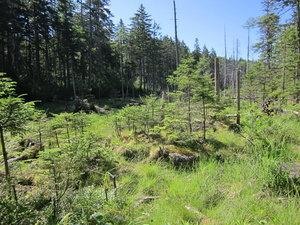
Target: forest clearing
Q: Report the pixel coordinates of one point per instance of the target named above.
(115, 124)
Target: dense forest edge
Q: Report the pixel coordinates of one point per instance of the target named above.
(100, 125)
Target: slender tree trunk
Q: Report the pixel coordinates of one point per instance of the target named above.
(238, 122)
(4, 152)
(204, 119)
(176, 37)
(189, 111)
(217, 78)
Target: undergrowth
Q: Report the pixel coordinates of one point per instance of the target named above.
(117, 169)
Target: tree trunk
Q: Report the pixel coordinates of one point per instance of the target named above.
(217, 78)
(238, 122)
(4, 152)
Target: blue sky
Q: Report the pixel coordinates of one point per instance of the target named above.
(202, 19)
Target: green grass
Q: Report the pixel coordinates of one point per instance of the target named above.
(235, 181)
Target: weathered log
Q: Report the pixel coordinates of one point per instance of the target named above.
(292, 169)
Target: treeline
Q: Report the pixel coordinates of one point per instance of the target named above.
(276, 74)
(66, 48)
(59, 49)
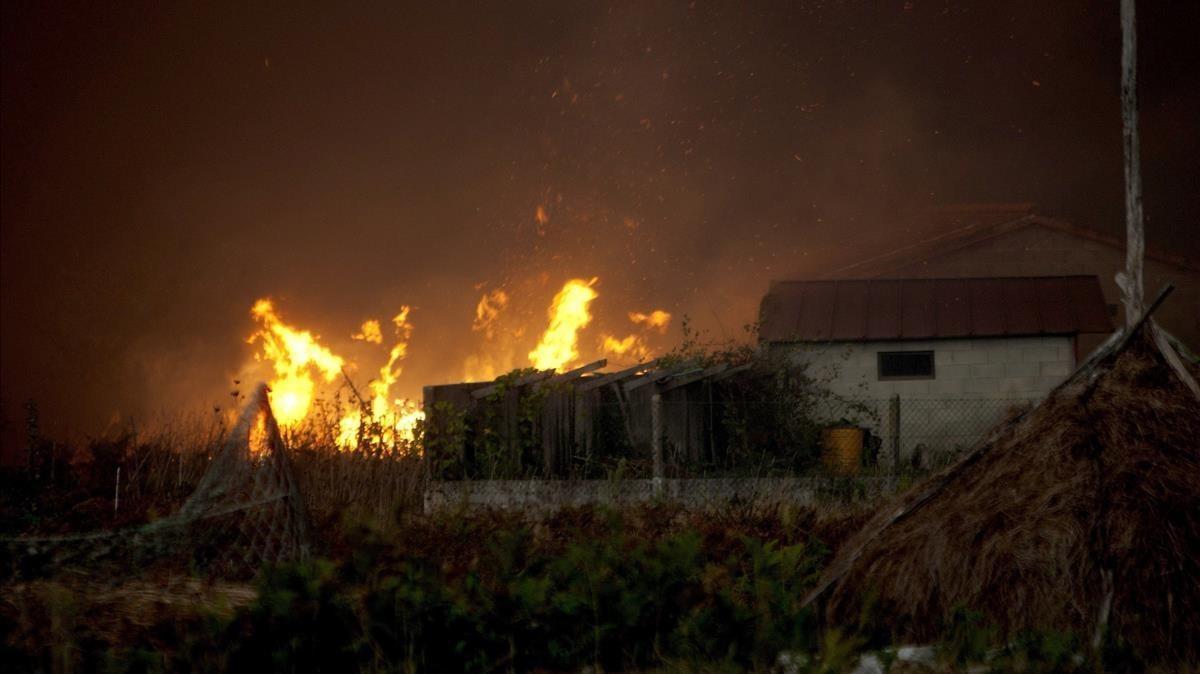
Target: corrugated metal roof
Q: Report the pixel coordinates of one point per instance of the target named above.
(931, 308)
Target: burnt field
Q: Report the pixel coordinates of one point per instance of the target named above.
(379, 585)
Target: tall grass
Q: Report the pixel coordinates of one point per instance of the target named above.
(73, 487)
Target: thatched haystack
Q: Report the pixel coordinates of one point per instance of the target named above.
(1090, 500)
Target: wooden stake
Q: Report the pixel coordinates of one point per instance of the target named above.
(1131, 280)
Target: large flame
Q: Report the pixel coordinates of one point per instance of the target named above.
(295, 356)
(396, 417)
(568, 314)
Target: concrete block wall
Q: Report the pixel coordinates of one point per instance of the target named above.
(541, 497)
(976, 384)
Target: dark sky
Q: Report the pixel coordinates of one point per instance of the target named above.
(166, 166)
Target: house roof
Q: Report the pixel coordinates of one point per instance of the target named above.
(931, 308)
(951, 228)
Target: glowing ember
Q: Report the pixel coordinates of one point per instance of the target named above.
(658, 320)
(631, 348)
(487, 311)
(568, 314)
(295, 356)
(370, 332)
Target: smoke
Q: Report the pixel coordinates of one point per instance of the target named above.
(165, 168)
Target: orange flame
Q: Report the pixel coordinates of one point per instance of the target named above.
(568, 314)
(658, 320)
(294, 355)
(487, 311)
(399, 422)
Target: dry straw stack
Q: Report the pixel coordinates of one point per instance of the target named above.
(1081, 516)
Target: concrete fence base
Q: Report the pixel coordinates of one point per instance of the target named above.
(544, 495)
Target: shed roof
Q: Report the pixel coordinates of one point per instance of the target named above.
(931, 308)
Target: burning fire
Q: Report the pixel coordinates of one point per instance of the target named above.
(399, 422)
(487, 311)
(297, 356)
(633, 348)
(293, 354)
(301, 363)
(568, 314)
(658, 320)
(370, 332)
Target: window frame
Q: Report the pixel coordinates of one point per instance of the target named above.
(933, 366)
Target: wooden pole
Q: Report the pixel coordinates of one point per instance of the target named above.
(1131, 280)
(657, 441)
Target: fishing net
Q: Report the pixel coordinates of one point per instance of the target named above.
(245, 512)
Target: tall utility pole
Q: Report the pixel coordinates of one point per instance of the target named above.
(1135, 242)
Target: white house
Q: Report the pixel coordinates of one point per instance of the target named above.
(934, 362)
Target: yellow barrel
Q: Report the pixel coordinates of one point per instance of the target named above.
(843, 449)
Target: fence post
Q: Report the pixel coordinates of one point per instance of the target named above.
(657, 441)
(894, 431)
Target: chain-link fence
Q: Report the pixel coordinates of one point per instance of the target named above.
(719, 451)
(715, 437)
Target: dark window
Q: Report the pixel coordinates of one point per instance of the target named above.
(906, 365)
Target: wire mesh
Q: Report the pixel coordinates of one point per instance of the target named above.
(245, 512)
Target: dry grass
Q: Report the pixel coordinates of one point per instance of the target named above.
(1102, 479)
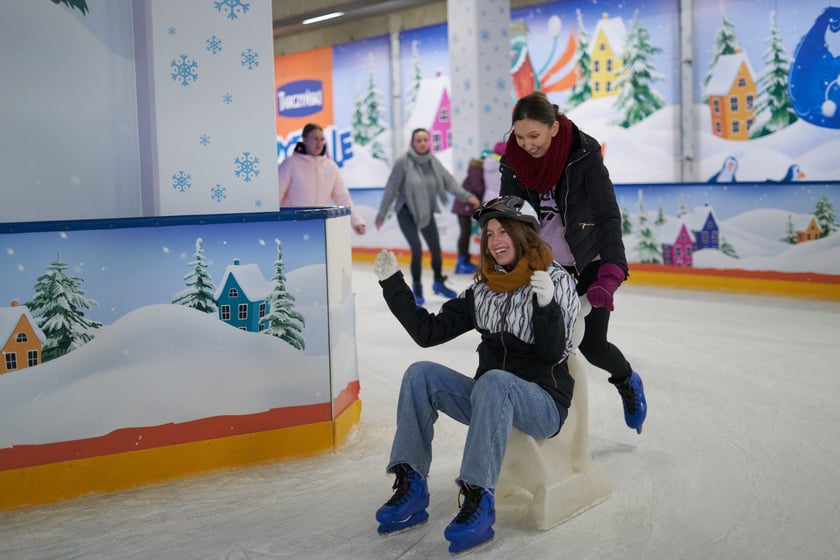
────────────────────
**Activity:** Pictures stay out. Print the lines of the records above exactly, from the first through the one with "Target: slender tree trunk".

**Exercise result:**
Target: forest clearing
Q: Report the pixel coordinates of one point per instance of the target named above.
(115, 124)
Target: dense forest edge
Q: Report the pixel coordinates of one point per instance of the target named above.
(100, 125)
Target: slender tree trunk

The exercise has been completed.